Repeat the material below exactly, line for line.

[Raw records]
--------
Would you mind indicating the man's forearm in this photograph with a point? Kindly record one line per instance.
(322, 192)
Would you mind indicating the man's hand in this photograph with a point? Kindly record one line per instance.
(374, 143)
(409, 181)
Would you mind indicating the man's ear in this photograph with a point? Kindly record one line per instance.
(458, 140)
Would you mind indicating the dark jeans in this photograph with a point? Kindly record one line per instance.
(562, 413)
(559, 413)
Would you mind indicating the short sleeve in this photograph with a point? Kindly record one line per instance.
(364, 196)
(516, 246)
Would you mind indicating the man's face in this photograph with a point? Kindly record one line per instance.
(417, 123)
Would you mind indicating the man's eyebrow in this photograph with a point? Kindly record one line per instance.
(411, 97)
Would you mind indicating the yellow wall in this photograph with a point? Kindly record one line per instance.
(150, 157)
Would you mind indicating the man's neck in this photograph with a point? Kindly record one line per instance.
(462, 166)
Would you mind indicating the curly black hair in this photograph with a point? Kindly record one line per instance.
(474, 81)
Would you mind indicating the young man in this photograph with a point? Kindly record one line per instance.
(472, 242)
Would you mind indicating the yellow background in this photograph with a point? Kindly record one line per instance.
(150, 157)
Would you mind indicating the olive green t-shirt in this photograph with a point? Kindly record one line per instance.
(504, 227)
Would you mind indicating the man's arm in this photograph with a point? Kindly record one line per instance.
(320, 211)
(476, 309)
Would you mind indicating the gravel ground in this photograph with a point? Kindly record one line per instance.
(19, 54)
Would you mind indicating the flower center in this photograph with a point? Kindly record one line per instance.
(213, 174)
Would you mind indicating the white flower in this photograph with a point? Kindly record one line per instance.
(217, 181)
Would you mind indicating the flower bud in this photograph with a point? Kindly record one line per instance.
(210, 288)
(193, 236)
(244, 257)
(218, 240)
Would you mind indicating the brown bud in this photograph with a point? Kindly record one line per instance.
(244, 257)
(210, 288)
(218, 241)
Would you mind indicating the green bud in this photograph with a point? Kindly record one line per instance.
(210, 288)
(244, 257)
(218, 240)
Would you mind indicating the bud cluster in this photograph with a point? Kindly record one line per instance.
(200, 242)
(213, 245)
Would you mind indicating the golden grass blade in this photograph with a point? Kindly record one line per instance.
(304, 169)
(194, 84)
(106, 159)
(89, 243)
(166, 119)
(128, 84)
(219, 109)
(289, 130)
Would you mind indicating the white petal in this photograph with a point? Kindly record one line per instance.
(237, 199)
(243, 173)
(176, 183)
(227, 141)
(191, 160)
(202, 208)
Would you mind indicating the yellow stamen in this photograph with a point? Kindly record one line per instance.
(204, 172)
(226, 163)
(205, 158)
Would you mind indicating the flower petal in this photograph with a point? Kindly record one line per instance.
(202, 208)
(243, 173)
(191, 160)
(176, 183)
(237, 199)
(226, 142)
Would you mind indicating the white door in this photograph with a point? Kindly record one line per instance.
--------
Task output:
Would you mind indicating the man's forearm in this photograph with a point? Kindly record one line per instance.
(322, 192)
Would you mind indicating the man's hand in this photograph with a point? Kindly record one line per instance.
(374, 143)
(409, 181)
Would you mind indicating the man's ear in this photograph with a point? Kindly record one line per instance.
(458, 140)
Would you mind indicating the dark jeans in this photograph with a point? Kindly record one line per instance.
(562, 413)
(559, 413)
Would you mind indicating the short sleeve in this photograph with a point? Kindly record one line per instance.
(364, 196)
(516, 246)
Would you mind indicating the man's face in this photograph with a point? Kindly record one line per instance.
(417, 123)
Would you mind indicating the man's eyebrow in this photograph with a point? Kindly record one line per instance.
(411, 97)
Would you mind indicating the yellow wall in this photograph with a point? Kindly record one line per instance.
(150, 157)
Would you mind indicating the man's neck in this photograph with a point? Kindly record one line per instance.
(462, 166)
Would you mind indicating the curly black hair in this photograph with a point? Kindly record one line per instance.
(474, 81)
Would you mind indicating the young man in this photograph with a point? Kindly record one line per instance.
(472, 242)
Would you mind indicating the yellow background in this photograph with a point? Kindly record one line per instance.
(150, 157)
Would you mind indicating the olive green t-shirt in this photograph with a point? Kindly record one line per instance.
(504, 227)
Would you mind indicating the man's arm in this photograph with a point? Kindly record one line per instance.
(320, 211)
(476, 309)
Would you mind indicating the gravel ground in this photograph with a point? Kindly record one line per instance.
(19, 54)
Would you mind indicating the flower center in this photograph with a point? Kindly record one line per instance.
(213, 174)
Would you mind indicating the white flower in this photograph with a point? Kindly record one line per instance.
(217, 181)
Would you mind indicating the flower bud in this photograph with a point? Kindly record one line per instance.
(210, 288)
(193, 236)
(244, 257)
(218, 240)
Would you mind indicating the brown bud in this photograph with a point? Kindly record one line per instance.
(244, 257)
(210, 288)
(218, 241)
Would you mind indicating the green bud in this photograph with a point? Kindly record one line per instance.
(210, 288)
(244, 257)
(218, 240)
Would you mind indicating the bud cluster in this photograph with a point? Kindly record one line per instance.
(200, 242)
(213, 245)
Would you mind indicating the golden grass blade in this photograph with a point? Kindly record one line per instance.
(304, 169)
(194, 84)
(106, 159)
(89, 243)
(166, 119)
(128, 84)
(219, 109)
(289, 130)
Would you mind indicating the white petal in this photograph with a point? Kindly record one line per instance.
(237, 199)
(243, 173)
(176, 183)
(227, 141)
(191, 160)
(202, 208)
Would you mind indicating the yellow stamen in this photograph with a point? Kindly record one line per instance.
(204, 172)
(226, 163)
(205, 158)
Would you mind indicating the flower petal in this photograph with a point? Kindly record one line per instance.
(202, 208)
(243, 173)
(191, 160)
(176, 183)
(237, 199)
(226, 142)
Would you mind indicating the white door in this photograph with a point? Kindly record one line per instance.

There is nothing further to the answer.